DATASET:
_ _ _

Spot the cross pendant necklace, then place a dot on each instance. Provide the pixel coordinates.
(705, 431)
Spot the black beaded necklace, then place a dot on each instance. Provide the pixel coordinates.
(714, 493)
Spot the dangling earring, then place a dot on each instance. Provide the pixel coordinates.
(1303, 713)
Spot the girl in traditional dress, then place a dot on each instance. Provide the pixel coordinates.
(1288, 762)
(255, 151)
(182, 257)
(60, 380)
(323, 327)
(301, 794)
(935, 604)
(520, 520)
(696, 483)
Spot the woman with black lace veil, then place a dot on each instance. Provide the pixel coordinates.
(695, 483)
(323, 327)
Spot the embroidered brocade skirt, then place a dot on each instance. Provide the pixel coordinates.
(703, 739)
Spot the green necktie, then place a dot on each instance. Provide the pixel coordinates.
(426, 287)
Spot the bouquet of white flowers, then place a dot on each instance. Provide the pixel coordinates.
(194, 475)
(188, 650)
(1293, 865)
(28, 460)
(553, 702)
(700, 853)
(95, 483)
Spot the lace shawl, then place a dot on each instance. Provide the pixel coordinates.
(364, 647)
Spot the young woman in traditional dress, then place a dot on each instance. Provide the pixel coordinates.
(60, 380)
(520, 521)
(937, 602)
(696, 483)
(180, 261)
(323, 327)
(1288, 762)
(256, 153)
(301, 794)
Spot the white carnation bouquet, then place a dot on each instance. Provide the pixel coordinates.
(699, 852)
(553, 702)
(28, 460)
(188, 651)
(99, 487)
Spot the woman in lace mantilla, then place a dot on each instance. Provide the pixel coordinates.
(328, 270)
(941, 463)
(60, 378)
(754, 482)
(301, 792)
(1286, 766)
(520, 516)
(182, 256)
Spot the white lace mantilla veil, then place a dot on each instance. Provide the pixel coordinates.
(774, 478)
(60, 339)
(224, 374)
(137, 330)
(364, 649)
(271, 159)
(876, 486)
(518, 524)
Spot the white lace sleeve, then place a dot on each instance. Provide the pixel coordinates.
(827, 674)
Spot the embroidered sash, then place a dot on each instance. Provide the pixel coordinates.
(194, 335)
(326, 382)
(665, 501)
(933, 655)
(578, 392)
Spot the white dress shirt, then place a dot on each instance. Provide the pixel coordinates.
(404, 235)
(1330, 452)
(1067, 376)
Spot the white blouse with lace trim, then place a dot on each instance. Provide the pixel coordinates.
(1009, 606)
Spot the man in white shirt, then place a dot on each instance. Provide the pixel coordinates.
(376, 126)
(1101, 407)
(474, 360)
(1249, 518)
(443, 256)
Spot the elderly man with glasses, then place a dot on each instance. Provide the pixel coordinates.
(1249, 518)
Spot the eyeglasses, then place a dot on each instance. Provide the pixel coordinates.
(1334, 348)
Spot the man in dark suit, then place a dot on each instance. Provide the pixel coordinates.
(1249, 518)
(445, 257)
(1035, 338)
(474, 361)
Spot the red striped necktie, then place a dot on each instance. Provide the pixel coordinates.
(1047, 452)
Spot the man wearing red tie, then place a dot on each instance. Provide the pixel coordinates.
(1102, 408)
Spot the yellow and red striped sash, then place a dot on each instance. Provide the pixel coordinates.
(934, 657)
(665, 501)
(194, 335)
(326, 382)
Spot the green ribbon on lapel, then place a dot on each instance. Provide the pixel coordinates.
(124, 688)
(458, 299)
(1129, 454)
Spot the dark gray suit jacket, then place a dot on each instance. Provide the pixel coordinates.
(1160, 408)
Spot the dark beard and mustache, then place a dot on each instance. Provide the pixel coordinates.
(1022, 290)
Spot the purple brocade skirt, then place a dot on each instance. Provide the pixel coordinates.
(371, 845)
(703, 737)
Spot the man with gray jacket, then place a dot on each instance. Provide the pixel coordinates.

_ _ _

WORK TO COMPLETE: Please set out all the lines above as a numbered list, skipping any blank lines.

OUTPUT FOR THIS TASK:
1. Spot the cross pendant necklace, then place a dot on each instance. Provide the pixel coordinates.
2. (705, 431)
3. Spot the black beaded necklace, then place a dot on each instance. Provide the pixel coordinates.
4. (714, 493)
5. Spot the dangling earring, then place a dot on each instance. Provide the pixel coordinates.
6. (1303, 713)
7. Spot the girl in traditional dress, then place a dot on each instance. Provide the pixel coordinates.
8. (1288, 762)
9. (255, 151)
10. (182, 257)
11. (60, 380)
12. (323, 327)
13. (301, 794)
14. (935, 604)
15. (520, 520)
16. (696, 483)
17. Spot the woman with black lace veil, then place a dot on each instance. Provide the pixel coordinates.
18. (695, 483)
19. (323, 327)
20. Spot the embroidered brocade skirt, then place a dot on each instance. Provide the pixel coordinates.
21. (703, 739)
22. Spot the green necktie, then place a dot on each instance. Provide the pixel coordinates.
23. (426, 287)
24. Spot the bouquet of white flowers, then place a dot on each instance. Provide the pixel coordinates.
25. (194, 475)
26. (188, 650)
27. (1293, 865)
28. (28, 460)
29. (553, 702)
30. (700, 853)
31. (95, 483)
32. Spot the lace shawl, then place a dot on each instance. Provide the pixel coordinates.
33. (364, 647)
34. Spot the young woman in traditional dress, then place a dot on each instance. Provide the pixel coordinates.
35. (60, 380)
36. (520, 521)
37. (937, 602)
38. (696, 483)
39. (180, 261)
40. (323, 327)
41. (1288, 762)
42. (256, 153)
43. (301, 794)
44. Spot the white carnation bouquet, then place a dot on each instance. Provide the pixel coordinates.
45. (699, 852)
46. (553, 702)
47. (28, 460)
48. (188, 651)
49. (99, 487)
50. Spot the woman in lace mantilla, then place a dot on each instance. Provide the pixel coordinates.
51. (328, 270)
52. (941, 463)
53. (60, 378)
54. (754, 482)
55. (301, 792)
56. (1286, 766)
57. (520, 516)
58. (182, 256)
59. Spot the white lace mantilla veil, then place a dot on each instance. Provide the pixel coordinates.
60. (774, 478)
61. (60, 339)
62. (224, 374)
63. (137, 330)
64. (364, 649)
65. (271, 159)
66. (876, 486)
67. (518, 524)
68. Spot the white lace sleeve, then place a dot on each instance. Provide the pixel coordinates.
69. (827, 674)
70. Spot the embroidered sash, then place a dot on each instance. Provide the pixel coordinates.
71. (194, 335)
72. (326, 382)
73. (665, 501)
74. (933, 655)
75. (578, 392)
76. Spot the white dress shirt, then place a dot on each instance. Provide the pixel coordinates.
77. (404, 235)
78. (1330, 452)
79. (1067, 376)
80. Spot the white blouse with lace trim, then place a dot on each instance. Provide the pixel coordinates.
81. (1009, 606)
82. Spot the man in white shirt, then place a dot on each instance. Provide the pixel coordinates.
83. (376, 126)
84. (1101, 407)
85. (474, 360)
86. (1249, 518)
87. (443, 256)
88. Spot the elderly man with glasses, then place a dot on each instance. Provide the pixel coordinates.
89. (1249, 518)
90. Spot the eyeglasses, then place a dot on each instance. Provide the pixel coordinates.
91. (1334, 348)
92. Spot the man in dark suit, then place a dot on each instance. Provide the pixel coordinates.
93. (1249, 518)
94. (445, 257)
95. (1035, 338)
96. (474, 361)
97. Spot the red striped necktie, then place a dot on each instance. Provide the pixel coordinates.
98. (1047, 452)
99. Spot the man wearing red tie, then place a dot on each instance. Provide the pixel coordinates.
100. (1102, 408)
101. Spot the yellow and red striped sash, then place a dot on each instance. Provide the pixel coordinates.
102. (934, 657)
103. (665, 501)
104. (194, 335)
105. (326, 382)
106. Spot the green ribbon on lapel, then place a dot on each instance. Provide the pixel coordinates.
107. (124, 688)
108. (458, 299)
109. (1129, 454)
110. Spot the dark gray suit jacket, then place a dot on each instance. Provide the pixel coordinates.
111. (1160, 408)
112. Spot the dark beard and mustache, then place a dot on each instance. Provide the pixel coordinates.
113. (1022, 290)
114. Spot the purple brocade skirt, then place a dot on each instance. Provide the pixel coordinates.
115. (371, 845)
116. (703, 737)
117. Spot the man with gray jacket, then place a dot on each instance. Provide the pixel coordinates.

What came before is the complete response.